→ **Task brief**:
Rewrite the data below, replacing "one per line" with "each on its own line" wherever it occurs and keeping everything else the same.

→ **Supplied material**:
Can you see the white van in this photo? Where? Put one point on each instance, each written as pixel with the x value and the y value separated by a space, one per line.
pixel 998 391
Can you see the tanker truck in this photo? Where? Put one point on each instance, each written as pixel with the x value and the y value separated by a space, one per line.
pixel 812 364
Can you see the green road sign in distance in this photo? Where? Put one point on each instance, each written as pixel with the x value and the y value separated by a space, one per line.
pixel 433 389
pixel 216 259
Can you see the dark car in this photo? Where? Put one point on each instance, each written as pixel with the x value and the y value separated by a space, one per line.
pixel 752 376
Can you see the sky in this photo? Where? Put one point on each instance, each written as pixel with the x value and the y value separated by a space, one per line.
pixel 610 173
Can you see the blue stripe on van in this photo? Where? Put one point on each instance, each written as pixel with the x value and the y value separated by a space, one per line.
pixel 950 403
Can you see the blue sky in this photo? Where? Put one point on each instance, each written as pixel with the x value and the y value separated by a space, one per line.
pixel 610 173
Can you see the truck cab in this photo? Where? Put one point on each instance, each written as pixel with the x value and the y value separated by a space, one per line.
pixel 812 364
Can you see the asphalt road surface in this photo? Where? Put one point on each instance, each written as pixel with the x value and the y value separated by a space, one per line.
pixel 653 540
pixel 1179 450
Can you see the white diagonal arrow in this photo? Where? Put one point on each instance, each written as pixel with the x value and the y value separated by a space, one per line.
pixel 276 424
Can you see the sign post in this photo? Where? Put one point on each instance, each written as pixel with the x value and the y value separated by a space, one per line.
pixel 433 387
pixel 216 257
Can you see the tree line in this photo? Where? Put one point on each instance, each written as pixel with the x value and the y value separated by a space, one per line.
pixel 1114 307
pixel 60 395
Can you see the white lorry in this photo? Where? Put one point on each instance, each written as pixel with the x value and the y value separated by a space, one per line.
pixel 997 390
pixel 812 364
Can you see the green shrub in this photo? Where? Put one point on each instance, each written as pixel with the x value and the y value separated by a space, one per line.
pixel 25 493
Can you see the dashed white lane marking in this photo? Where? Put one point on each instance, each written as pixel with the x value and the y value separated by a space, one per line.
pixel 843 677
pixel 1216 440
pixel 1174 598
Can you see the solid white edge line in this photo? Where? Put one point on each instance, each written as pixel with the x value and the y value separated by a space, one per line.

→ **Task output**:
Can you see the white van in this photo? Where? Put one point on each instance, each written as pixel with the x value and the y value separated by a space, each on its own line.
pixel 998 391
Can you see the tanker truck in this photo? Where? Put one point on each instance, each written as pixel with the x value and the y value separated by a space, each on its own line.
pixel 812 364
Can you see the green road sign in distance in this photo? Where? Put one point on each instance, each written as pixel with the x value and the y value separated by a space, each on its own line.
pixel 433 389
pixel 216 259
Can you see the dark car in this photo? Where? Put one point on each instance, each written as pixel with the x value and the y value separated by a space, each on its own line.
pixel 752 376
Can you see the sky in this photo? Where? Put one point on each instance, each written as pixel with the x value and the y value separated by a space, each on its own line.
pixel 610 173
Can you see the blue stripe on van in this photo? Where? Put one point on each instance, each written as pixel with the x value and the y value separated by a space, each on its own line.
pixel 950 403
Can you see the blue sky in this photo? Where? Put one point on each instance, each written as pixel with the x value and the y value separated by a space, each on its own line.
pixel 610 173
Can you see the truck cab in this photo? Where? Put one point on each instance, each written as pixel with the x value and the y value separated by a space, each on its own line.
pixel 812 364
Can you see the asphalt road surface in this photo? Where? Put one point on each instance, each written as pixel with the x value and the y value separated by a space, each on its own line.
pixel 653 540
pixel 1179 450
Can you see the white diagonal arrow in this photo? Where? Put one point on each instance, each written as pixel with the x value and the y value separated by a space, each on its own line.
pixel 276 424
Can you see the sign post in this photo? Where? Put one point on each instance, each written as pixel with the x value and the y value separated by a space, each on its own line.
pixel 433 387
pixel 216 257
Can you see the tree line in this photo? Where? Put one point on each instance, each written as pixel with the x value and the y value separated by a space, each on its own line.
pixel 1114 307
pixel 60 395
Can you see the white lorry in this photo? Where? Put one point on each instance, each written as pixel with the x value and the y value separated by a space, each on its own line.
pixel 997 390
pixel 812 364
Can you see the green shrub in this photo? Where? Put one point on each instance, each written as pixel with the x value and the y value separated by a space, each on its own line.
pixel 25 493
Can you see the dashed white lane marking in this photo? Where? Put one point on each instance, each written as pixel with the x value and the y value separated by a space, each on its own line.
pixel 843 677
pixel 1216 440
pixel 1174 598
Can you see the solid white edge line in this photo? Where? Put one point on each instance, each written as pixel with the x value and the y value separated by a space, each on its own line.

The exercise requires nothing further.